(Entries drawn from a collection)
********************
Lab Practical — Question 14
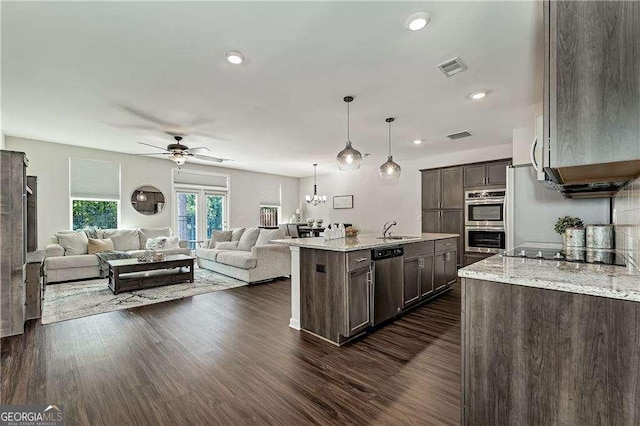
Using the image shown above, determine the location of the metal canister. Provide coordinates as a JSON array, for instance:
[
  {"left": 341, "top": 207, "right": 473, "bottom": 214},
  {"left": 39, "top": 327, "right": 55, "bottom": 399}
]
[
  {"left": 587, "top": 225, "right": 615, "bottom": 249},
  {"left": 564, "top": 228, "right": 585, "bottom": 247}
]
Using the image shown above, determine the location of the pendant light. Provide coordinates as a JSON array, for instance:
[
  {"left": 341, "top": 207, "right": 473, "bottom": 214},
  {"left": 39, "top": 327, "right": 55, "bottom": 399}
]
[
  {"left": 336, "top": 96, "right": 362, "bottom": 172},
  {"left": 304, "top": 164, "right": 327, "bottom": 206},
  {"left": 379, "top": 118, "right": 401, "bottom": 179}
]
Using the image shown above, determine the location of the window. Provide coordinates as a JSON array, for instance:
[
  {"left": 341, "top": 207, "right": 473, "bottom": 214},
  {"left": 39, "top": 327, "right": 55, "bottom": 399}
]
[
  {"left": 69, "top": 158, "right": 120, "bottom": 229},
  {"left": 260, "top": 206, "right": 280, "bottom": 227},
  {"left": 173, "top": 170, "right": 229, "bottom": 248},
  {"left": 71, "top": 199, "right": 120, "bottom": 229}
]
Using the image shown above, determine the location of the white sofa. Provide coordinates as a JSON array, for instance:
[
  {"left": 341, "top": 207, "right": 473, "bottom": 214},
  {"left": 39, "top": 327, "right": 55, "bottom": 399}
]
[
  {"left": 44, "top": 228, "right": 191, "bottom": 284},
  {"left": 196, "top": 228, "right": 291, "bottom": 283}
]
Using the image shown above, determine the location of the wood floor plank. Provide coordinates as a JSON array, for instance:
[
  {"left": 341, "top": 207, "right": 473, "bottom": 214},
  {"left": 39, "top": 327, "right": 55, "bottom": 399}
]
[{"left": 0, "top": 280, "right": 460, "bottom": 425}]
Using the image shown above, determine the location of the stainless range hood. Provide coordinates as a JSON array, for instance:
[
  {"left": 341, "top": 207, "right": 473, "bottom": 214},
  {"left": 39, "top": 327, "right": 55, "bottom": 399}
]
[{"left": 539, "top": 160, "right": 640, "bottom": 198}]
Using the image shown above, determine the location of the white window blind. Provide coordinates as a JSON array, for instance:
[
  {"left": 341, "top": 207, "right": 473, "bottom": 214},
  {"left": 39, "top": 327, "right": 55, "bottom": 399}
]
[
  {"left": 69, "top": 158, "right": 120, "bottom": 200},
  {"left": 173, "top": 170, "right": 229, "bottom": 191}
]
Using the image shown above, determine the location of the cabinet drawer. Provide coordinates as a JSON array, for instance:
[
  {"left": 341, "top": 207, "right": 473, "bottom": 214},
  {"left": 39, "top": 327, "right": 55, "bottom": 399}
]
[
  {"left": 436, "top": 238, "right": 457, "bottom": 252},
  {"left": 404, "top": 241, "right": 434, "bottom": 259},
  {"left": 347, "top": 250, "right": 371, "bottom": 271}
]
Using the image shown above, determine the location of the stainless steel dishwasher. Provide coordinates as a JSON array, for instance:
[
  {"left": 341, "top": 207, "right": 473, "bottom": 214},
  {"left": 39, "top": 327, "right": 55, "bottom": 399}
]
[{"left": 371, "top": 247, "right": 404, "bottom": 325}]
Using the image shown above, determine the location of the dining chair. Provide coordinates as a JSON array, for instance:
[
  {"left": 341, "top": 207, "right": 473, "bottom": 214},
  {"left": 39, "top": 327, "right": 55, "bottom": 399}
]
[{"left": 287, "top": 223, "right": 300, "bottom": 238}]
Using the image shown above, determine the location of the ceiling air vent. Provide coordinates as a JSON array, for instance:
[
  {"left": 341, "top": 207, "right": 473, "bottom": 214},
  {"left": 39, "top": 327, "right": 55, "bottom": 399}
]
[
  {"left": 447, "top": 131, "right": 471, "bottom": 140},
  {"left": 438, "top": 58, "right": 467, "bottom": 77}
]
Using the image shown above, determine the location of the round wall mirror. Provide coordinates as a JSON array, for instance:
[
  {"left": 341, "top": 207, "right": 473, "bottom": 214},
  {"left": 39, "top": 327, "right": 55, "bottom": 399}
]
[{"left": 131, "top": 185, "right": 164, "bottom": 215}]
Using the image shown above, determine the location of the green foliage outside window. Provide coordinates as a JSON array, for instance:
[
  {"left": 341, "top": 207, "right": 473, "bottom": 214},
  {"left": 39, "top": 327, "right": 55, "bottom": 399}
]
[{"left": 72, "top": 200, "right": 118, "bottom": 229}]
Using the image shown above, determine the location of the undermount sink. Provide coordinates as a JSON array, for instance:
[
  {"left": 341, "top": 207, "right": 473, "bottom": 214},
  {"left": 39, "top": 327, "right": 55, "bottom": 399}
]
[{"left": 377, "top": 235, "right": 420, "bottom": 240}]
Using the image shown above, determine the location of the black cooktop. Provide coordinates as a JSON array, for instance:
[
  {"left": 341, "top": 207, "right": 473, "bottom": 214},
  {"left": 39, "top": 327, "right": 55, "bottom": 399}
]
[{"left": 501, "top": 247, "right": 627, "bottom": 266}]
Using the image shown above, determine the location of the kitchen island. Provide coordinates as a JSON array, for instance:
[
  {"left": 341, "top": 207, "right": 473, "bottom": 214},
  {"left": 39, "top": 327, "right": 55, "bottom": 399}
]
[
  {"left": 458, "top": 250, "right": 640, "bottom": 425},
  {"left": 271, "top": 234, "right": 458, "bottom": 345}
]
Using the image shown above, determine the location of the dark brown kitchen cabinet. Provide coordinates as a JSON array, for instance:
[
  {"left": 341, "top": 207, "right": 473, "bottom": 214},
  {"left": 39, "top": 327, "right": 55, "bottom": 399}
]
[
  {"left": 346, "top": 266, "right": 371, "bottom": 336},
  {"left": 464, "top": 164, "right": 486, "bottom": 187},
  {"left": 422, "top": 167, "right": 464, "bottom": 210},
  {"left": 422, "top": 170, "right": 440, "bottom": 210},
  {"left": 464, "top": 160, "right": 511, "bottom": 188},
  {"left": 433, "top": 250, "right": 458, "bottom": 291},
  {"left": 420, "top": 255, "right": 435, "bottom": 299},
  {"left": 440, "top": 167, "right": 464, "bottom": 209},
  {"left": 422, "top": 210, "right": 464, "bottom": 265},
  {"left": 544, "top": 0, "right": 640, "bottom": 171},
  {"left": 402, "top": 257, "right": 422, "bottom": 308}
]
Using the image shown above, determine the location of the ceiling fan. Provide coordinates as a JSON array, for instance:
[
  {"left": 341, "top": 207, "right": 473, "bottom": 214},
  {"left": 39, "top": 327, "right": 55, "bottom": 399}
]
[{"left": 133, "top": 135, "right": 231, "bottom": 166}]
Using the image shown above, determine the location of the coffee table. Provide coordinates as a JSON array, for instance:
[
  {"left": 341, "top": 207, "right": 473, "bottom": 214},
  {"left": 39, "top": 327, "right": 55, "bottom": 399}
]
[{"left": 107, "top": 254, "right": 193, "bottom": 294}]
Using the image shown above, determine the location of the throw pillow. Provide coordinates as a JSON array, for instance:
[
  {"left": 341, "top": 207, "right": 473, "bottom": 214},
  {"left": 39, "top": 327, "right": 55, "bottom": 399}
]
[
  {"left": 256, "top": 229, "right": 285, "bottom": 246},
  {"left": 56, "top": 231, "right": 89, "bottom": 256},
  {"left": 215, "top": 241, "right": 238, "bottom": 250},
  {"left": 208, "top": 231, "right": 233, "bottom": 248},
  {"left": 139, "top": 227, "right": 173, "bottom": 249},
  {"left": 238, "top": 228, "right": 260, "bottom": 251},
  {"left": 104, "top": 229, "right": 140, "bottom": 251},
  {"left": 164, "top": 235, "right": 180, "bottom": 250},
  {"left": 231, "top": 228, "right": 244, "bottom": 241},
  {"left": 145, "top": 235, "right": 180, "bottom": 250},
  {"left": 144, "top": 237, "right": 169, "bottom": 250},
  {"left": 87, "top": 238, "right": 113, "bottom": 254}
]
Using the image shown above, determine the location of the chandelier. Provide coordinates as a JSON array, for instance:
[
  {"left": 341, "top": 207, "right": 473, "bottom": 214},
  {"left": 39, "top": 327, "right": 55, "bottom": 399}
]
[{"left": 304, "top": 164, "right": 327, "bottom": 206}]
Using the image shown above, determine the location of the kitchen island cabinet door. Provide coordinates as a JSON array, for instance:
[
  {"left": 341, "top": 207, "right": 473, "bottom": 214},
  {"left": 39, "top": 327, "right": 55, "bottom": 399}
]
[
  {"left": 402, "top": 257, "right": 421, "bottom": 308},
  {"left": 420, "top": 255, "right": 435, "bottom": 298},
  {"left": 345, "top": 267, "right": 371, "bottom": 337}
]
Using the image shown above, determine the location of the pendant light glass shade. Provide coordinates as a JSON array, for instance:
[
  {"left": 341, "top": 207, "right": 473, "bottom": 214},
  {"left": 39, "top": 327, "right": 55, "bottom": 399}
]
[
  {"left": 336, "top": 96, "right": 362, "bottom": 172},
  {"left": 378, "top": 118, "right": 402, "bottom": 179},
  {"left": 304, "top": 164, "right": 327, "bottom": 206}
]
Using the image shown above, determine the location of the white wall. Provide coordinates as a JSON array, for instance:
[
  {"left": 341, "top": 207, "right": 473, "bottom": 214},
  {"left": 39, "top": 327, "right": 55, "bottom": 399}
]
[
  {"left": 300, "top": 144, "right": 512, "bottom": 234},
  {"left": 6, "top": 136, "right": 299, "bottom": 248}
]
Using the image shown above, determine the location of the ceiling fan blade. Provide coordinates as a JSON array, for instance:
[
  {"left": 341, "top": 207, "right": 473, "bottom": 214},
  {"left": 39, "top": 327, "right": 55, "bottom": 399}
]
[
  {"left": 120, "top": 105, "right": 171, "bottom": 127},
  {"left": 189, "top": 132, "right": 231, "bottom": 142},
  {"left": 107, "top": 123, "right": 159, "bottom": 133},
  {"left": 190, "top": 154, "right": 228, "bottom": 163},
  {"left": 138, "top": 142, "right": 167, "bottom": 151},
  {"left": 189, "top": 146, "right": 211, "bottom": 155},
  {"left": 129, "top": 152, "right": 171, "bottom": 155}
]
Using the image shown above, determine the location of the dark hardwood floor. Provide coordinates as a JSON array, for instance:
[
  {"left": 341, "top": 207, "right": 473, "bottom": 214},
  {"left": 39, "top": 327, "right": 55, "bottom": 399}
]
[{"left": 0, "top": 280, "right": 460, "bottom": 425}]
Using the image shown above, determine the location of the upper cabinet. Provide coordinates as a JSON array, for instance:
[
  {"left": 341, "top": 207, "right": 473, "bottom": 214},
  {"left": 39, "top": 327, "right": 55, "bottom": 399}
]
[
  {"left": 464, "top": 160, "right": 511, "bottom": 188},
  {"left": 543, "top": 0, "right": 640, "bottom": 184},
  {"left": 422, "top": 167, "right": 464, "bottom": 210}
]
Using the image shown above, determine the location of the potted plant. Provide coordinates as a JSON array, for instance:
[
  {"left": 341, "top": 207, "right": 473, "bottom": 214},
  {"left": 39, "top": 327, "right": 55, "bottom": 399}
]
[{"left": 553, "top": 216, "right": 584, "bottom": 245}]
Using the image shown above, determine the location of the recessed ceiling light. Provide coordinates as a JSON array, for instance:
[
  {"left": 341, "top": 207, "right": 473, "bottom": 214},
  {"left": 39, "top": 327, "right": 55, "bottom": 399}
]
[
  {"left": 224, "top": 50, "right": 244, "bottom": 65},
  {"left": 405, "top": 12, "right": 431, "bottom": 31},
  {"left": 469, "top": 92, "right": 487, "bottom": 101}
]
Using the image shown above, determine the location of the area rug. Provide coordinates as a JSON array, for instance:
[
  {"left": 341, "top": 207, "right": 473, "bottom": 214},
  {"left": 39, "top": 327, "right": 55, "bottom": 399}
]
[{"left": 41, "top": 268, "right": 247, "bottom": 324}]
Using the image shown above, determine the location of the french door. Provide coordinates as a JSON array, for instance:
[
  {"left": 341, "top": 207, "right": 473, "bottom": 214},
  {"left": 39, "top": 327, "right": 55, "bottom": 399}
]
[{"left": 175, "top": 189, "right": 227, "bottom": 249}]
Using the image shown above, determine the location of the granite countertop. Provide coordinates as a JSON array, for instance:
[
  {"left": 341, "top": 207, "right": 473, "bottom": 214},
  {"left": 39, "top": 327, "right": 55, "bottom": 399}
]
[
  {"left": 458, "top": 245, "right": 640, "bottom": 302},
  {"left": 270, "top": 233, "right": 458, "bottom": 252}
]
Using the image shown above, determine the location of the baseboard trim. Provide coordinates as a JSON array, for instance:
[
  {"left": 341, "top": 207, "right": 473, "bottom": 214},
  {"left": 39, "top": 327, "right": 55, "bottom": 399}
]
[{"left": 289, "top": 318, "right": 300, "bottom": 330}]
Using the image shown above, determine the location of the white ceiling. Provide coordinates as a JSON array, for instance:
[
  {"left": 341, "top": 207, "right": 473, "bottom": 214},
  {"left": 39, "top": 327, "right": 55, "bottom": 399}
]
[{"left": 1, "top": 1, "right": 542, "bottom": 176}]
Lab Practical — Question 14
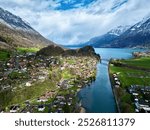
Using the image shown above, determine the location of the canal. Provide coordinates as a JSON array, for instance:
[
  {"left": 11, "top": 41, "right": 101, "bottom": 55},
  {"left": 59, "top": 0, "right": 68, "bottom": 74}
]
********************
- [TASK REQUIREMENTS]: Tally the lines of the material above that contain the string "island" and give only that number. Case counts.

- [REPLY]: 2